• _Passage_
* * * * *
/- Exercise 1.3: Basics — More Logic and Proofs -/
/- Question 1: Logical symbols -/
/- For all of the following exercises, it can help to unfold the definition of `not`. This can be
achieved using the tactic `dunfold not`. -/
/- 1.1. Prove the following propositions, using whichever style you prefer. -/
example (p q : Prop) : q → p → p :=
sorry
example (p q r : Prop) : (p → q → r) → (p → q) → p → r :=
sorry
/- This one is a bit tricky. You will need to use the assumption twice. -/
lemma weak_peirce (p q : Prop) : ((((p → q) → p) → p) → q) → q :=
sorry
lemma contrapositive (p q : Prop) : (p → q) → ¬ q → ¬ p :=
sorry
/- 1.2. Intuitionistic logic is extended to classical logic by assuming a classical axiom. There
are several possibilities for the choice of a classical axiom. In this practical work we show the
logical equivalence of three different classical axioms.
For this exercise, avoid using lemmas from Lean's `classical` namespace, because this would defeat
the purpose of the exercise.
Below, Peirce is pronounced like the English word "purse". -/
def excluded_middle := ∀p : Prop, p ∨ ¬ p
def peirce := ∀p q : Prop, ((p → q) → p) → p
def double_negation := ∀p : Prop, ¬¬ p → p
/- Hint: You will need `or.elim` and `false.elim` below. -/
lemma em_imp_peirce : excluded_middle → peirce :=
sorry
/- Hint: Try instantiating `q` with `false` in Peirce's law. -/
lemma peirce_imp_dn : peirce → double_negation :=
sorry
/- We will do the missing implication in the homework: -/
example : double_negation → excluded_middle := sorry -- not now
/- Question 2: Calculational proofs -/
/- 2.1. Write the following proof using `calc`.
(a + b) * (a + b)
* * * * *
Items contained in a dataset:
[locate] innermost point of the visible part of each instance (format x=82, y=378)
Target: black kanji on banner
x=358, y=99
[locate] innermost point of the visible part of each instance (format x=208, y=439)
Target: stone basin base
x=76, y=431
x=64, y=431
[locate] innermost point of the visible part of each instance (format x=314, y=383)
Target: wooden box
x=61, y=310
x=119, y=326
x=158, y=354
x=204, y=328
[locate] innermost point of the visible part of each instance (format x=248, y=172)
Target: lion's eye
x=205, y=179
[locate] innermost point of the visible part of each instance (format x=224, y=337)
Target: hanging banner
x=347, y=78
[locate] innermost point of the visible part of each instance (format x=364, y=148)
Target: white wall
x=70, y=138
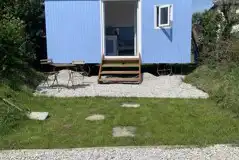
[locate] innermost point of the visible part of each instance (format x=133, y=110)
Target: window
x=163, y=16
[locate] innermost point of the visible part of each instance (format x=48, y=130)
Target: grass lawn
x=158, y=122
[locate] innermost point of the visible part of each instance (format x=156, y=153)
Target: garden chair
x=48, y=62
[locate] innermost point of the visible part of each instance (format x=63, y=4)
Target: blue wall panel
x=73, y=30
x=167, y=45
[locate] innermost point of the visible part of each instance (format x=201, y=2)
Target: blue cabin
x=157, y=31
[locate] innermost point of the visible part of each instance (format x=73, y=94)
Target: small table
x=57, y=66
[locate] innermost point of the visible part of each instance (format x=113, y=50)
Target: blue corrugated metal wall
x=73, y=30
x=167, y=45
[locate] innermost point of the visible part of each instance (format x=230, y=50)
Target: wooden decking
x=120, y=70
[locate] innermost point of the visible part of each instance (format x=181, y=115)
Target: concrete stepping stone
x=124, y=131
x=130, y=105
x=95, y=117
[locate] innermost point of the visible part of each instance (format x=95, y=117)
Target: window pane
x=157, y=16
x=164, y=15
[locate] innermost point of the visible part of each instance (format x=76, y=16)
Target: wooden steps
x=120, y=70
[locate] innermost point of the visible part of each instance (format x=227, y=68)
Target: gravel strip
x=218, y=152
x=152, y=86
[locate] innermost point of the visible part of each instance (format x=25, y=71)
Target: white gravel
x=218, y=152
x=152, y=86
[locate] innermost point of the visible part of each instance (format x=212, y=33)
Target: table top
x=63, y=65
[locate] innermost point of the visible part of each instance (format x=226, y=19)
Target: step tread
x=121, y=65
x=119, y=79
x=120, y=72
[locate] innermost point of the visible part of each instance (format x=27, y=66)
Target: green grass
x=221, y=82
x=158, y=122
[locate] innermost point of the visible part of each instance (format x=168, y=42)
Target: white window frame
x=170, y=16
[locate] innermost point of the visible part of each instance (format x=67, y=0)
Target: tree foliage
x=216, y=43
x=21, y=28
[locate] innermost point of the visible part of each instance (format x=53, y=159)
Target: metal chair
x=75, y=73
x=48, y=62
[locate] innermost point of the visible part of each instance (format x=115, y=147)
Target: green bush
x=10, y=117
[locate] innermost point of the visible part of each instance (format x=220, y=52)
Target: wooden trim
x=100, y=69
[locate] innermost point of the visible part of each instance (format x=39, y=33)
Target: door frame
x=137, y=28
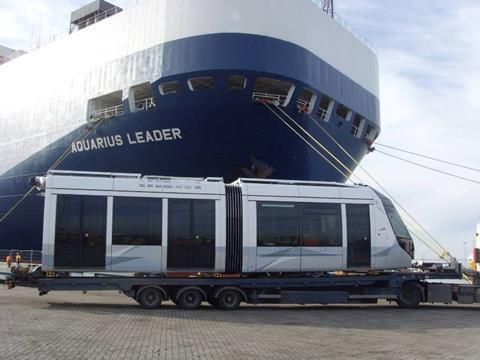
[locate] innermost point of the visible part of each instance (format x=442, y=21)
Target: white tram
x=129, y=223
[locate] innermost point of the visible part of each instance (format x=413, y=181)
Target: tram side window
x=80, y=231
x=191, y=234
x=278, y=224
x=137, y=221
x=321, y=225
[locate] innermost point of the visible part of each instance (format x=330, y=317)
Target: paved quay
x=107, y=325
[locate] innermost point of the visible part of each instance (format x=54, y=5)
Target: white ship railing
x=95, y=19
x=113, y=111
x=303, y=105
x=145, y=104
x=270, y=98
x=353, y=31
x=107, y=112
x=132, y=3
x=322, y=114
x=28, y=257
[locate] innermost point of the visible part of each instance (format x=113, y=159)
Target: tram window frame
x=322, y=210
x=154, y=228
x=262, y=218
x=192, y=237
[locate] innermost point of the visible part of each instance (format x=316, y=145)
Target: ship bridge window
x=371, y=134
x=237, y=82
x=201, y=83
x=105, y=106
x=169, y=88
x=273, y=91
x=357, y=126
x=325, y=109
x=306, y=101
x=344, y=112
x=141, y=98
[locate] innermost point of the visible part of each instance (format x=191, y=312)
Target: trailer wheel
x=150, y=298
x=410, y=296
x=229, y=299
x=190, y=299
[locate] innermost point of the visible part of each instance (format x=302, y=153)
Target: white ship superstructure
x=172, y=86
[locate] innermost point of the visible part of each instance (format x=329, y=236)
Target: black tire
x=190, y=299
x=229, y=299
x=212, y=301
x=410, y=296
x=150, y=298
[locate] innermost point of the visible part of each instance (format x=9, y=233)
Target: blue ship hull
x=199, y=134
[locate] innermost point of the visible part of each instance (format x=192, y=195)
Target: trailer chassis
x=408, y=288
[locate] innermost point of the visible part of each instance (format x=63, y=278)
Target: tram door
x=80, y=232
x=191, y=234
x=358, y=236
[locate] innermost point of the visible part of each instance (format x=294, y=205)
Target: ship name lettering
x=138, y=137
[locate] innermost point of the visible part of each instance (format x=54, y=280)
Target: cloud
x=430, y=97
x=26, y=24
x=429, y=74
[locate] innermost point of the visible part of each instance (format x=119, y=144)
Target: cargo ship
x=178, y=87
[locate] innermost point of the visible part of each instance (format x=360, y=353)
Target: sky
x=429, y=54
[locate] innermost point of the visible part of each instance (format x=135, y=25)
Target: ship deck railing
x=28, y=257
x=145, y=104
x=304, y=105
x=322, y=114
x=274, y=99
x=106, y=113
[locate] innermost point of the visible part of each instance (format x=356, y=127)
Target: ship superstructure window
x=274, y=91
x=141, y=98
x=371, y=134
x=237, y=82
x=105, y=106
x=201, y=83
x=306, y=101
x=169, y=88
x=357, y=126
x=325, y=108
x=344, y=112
* * * * *
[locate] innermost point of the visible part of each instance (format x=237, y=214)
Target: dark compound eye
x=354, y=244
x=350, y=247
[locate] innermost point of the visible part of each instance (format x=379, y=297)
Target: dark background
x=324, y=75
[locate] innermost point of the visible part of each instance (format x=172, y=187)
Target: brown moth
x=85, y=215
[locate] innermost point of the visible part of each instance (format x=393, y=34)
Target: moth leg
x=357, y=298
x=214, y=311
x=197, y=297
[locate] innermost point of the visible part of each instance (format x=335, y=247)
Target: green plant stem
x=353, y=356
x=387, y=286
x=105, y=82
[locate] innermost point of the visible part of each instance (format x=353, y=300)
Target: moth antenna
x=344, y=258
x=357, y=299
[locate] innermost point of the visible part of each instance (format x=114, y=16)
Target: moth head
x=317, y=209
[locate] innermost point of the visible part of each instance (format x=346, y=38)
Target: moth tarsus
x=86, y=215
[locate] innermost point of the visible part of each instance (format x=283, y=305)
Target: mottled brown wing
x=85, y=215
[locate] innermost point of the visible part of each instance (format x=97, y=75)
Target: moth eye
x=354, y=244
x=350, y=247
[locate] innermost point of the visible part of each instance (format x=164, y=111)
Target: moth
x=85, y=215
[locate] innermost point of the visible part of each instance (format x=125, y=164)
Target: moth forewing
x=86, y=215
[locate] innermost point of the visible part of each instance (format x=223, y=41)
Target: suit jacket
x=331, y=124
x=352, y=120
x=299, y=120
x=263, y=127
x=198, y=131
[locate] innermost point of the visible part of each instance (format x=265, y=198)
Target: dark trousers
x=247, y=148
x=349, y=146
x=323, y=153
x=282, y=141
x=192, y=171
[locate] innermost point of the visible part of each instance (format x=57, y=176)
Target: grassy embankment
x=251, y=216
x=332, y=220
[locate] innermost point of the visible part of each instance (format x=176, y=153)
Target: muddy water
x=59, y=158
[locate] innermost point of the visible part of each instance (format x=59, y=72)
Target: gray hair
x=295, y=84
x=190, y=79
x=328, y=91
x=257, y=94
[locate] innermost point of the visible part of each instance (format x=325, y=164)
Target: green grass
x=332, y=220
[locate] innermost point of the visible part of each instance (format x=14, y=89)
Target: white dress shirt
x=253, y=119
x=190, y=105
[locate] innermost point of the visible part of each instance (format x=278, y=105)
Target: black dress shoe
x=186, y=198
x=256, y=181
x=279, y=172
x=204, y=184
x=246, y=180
* * * * *
• _Your goal_
According to the Lean exercise sheet, why should exercise 1.2 avoid lemmas from Lean's `classical` namespace? Answer in one to three sentences. These items were taken from a different source.

• _Answer_
Using lemmas from Lean's `classical` namespace would defeat the purpose of the exercise. That purpose is to show the logical equivalence of three different classical axioms.